• **WORK REQUIRED**: Lines where the string "capital" appears are to be copied from the entries below.

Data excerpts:

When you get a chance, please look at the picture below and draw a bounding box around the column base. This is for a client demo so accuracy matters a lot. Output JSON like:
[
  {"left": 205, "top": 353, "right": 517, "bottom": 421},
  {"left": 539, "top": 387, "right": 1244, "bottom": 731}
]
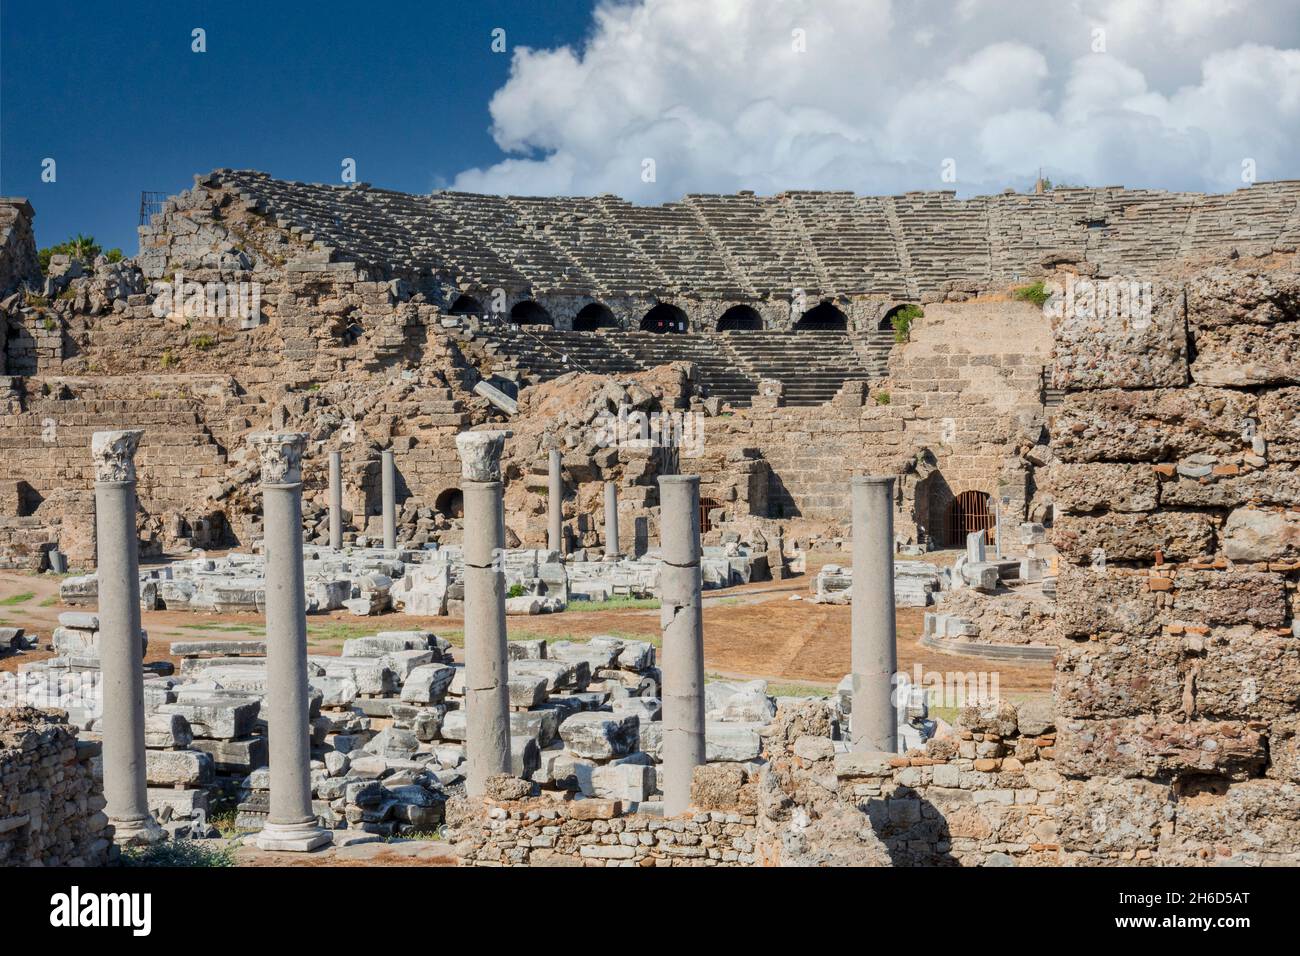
[
  {"left": 255, "top": 820, "right": 333, "bottom": 852},
  {"left": 110, "top": 815, "right": 166, "bottom": 847}
]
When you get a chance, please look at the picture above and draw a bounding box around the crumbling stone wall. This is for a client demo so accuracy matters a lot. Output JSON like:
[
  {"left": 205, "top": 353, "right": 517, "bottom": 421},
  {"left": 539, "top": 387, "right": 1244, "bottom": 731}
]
[
  {"left": 0, "top": 707, "right": 111, "bottom": 866},
  {"left": 1047, "top": 265, "right": 1300, "bottom": 865}
]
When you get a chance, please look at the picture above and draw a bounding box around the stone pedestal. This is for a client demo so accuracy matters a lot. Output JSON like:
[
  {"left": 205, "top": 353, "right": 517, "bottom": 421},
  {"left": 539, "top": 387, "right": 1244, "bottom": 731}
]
[
  {"left": 382, "top": 449, "right": 397, "bottom": 550},
  {"left": 547, "top": 449, "right": 563, "bottom": 554},
  {"left": 252, "top": 433, "right": 331, "bottom": 852},
  {"left": 658, "top": 474, "right": 706, "bottom": 816},
  {"left": 329, "top": 450, "right": 343, "bottom": 550},
  {"left": 93, "top": 430, "right": 164, "bottom": 847},
  {"left": 850, "top": 476, "right": 898, "bottom": 754},
  {"left": 603, "top": 480, "right": 621, "bottom": 560},
  {"left": 457, "top": 430, "right": 513, "bottom": 796}
]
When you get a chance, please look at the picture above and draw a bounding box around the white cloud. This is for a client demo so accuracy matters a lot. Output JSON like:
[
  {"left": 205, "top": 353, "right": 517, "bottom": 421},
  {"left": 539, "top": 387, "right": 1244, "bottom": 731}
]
[{"left": 450, "top": 0, "right": 1300, "bottom": 199}]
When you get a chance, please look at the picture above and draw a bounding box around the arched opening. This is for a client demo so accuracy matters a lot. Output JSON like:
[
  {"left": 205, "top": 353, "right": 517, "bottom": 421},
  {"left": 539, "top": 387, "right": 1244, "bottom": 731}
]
[
  {"left": 449, "top": 294, "right": 484, "bottom": 316},
  {"left": 510, "top": 300, "right": 553, "bottom": 326},
  {"left": 639, "top": 303, "right": 688, "bottom": 333},
  {"left": 573, "top": 302, "right": 617, "bottom": 331},
  {"left": 435, "top": 487, "right": 464, "bottom": 519},
  {"left": 717, "top": 305, "right": 763, "bottom": 332},
  {"left": 699, "top": 496, "right": 723, "bottom": 534},
  {"left": 879, "top": 303, "right": 913, "bottom": 331},
  {"left": 795, "top": 302, "right": 848, "bottom": 331},
  {"left": 945, "top": 490, "right": 994, "bottom": 548}
]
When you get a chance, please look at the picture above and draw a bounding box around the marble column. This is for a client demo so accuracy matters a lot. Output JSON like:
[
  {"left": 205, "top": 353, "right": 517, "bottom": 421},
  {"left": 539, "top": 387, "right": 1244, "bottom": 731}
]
[
  {"left": 850, "top": 475, "right": 898, "bottom": 753},
  {"left": 252, "top": 432, "right": 331, "bottom": 852},
  {"left": 547, "top": 449, "right": 563, "bottom": 553},
  {"left": 93, "top": 430, "right": 163, "bottom": 847},
  {"left": 382, "top": 449, "right": 397, "bottom": 550},
  {"left": 456, "top": 430, "right": 513, "bottom": 796},
  {"left": 658, "top": 474, "right": 706, "bottom": 816},
  {"left": 328, "top": 450, "right": 343, "bottom": 550},
  {"left": 603, "top": 480, "right": 621, "bottom": 561}
]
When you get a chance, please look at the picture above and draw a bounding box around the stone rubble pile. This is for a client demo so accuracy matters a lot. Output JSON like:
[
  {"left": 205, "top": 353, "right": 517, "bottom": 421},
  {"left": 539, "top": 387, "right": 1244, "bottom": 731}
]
[{"left": 812, "top": 559, "right": 945, "bottom": 607}]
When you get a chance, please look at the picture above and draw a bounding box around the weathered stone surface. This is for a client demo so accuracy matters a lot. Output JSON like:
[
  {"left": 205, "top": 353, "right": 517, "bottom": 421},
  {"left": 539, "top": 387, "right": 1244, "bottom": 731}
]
[
  {"left": 1056, "top": 566, "right": 1162, "bottom": 638},
  {"left": 1055, "top": 634, "right": 1183, "bottom": 719},
  {"left": 1190, "top": 627, "right": 1300, "bottom": 721},
  {"left": 1051, "top": 281, "right": 1188, "bottom": 389},
  {"left": 1055, "top": 717, "right": 1266, "bottom": 780},
  {"left": 558, "top": 712, "right": 639, "bottom": 759},
  {"left": 1053, "top": 387, "right": 1255, "bottom": 463},
  {"left": 1160, "top": 468, "right": 1300, "bottom": 508},
  {"left": 145, "top": 748, "right": 214, "bottom": 787},
  {"left": 1221, "top": 507, "right": 1300, "bottom": 562},
  {"left": 690, "top": 763, "right": 748, "bottom": 810},
  {"left": 1171, "top": 570, "right": 1287, "bottom": 628},
  {"left": 1047, "top": 463, "right": 1159, "bottom": 514},
  {"left": 399, "top": 664, "right": 456, "bottom": 704},
  {"left": 1052, "top": 511, "right": 1215, "bottom": 564},
  {"left": 1191, "top": 321, "right": 1300, "bottom": 386}
]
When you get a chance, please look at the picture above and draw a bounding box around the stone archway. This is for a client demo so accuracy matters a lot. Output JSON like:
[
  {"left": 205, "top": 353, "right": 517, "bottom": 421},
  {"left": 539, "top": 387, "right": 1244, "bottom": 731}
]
[
  {"left": 510, "top": 301, "right": 553, "bottom": 326},
  {"left": 717, "top": 305, "right": 763, "bottom": 332},
  {"left": 640, "top": 303, "right": 688, "bottom": 333},
  {"left": 435, "top": 487, "right": 464, "bottom": 519},
  {"left": 795, "top": 302, "right": 848, "bottom": 331},
  {"left": 945, "top": 489, "right": 995, "bottom": 548},
  {"left": 449, "top": 294, "right": 484, "bottom": 316},
  {"left": 573, "top": 302, "right": 617, "bottom": 331}
]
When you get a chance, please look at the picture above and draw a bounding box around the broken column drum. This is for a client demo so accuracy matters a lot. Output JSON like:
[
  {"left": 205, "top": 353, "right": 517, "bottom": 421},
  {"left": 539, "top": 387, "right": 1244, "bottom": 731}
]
[
  {"left": 252, "top": 432, "right": 331, "bottom": 852},
  {"left": 850, "top": 475, "right": 898, "bottom": 754},
  {"left": 92, "top": 429, "right": 164, "bottom": 846},
  {"left": 457, "top": 430, "right": 514, "bottom": 797},
  {"left": 382, "top": 449, "right": 397, "bottom": 550},
  {"left": 658, "top": 474, "right": 706, "bottom": 816}
]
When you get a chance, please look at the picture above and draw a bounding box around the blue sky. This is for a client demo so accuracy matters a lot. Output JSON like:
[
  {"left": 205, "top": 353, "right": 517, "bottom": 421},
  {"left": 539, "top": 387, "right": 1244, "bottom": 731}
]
[
  {"left": 4, "top": 1, "right": 1299, "bottom": 257},
  {"left": 0, "top": 0, "right": 598, "bottom": 252}
]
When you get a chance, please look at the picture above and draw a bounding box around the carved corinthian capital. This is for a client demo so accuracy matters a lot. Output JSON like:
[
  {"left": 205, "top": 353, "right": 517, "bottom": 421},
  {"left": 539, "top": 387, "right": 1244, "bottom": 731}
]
[
  {"left": 250, "top": 432, "right": 308, "bottom": 485},
  {"left": 455, "top": 429, "right": 512, "bottom": 482},
  {"left": 91, "top": 430, "right": 143, "bottom": 483}
]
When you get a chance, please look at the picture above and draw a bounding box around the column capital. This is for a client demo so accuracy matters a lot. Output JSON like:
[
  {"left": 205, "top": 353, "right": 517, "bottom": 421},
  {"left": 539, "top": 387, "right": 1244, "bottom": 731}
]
[
  {"left": 91, "top": 430, "right": 143, "bottom": 483},
  {"left": 251, "top": 432, "right": 308, "bottom": 485},
  {"left": 456, "top": 429, "right": 512, "bottom": 482}
]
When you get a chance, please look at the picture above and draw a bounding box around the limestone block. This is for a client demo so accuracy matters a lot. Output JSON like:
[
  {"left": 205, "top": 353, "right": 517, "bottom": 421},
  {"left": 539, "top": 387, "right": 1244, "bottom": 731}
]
[
  {"left": 1050, "top": 281, "right": 1188, "bottom": 389},
  {"left": 704, "top": 722, "right": 762, "bottom": 762},
  {"left": 1055, "top": 716, "right": 1266, "bottom": 780},
  {"left": 1191, "top": 321, "right": 1300, "bottom": 386},
  {"left": 145, "top": 749, "right": 214, "bottom": 787},
  {"left": 143, "top": 712, "right": 193, "bottom": 749},
  {"left": 1055, "top": 634, "right": 1183, "bottom": 719},
  {"left": 1053, "top": 387, "right": 1256, "bottom": 463},
  {"left": 1051, "top": 511, "right": 1215, "bottom": 564},
  {"left": 558, "top": 712, "right": 639, "bottom": 759},
  {"left": 1046, "top": 463, "right": 1159, "bottom": 514},
  {"left": 158, "top": 696, "right": 260, "bottom": 740},
  {"left": 400, "top": 664, "right": 457, "bottom": 704},
  {"left": 1171, "top": 570, "right": 1287, "bottom": 628},
  {"left": 1056, "top": 566, "right": 1162, "bottom": 638},
  {"left": 1221, "top": 507, "right": 1300, "bottom": 562}
]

• **EXERCISE ANSWER**:
When you get a chance, please look at the picture above and draw a bounding box around the carved corinthian capital. This is for a client demo so accuracy matters a lot. Output JSON like:
When you get a chance, please look at the picture above and draw a bounding box around the column capital. This is for a client demo so accuracy matters a lot. Output JSON like:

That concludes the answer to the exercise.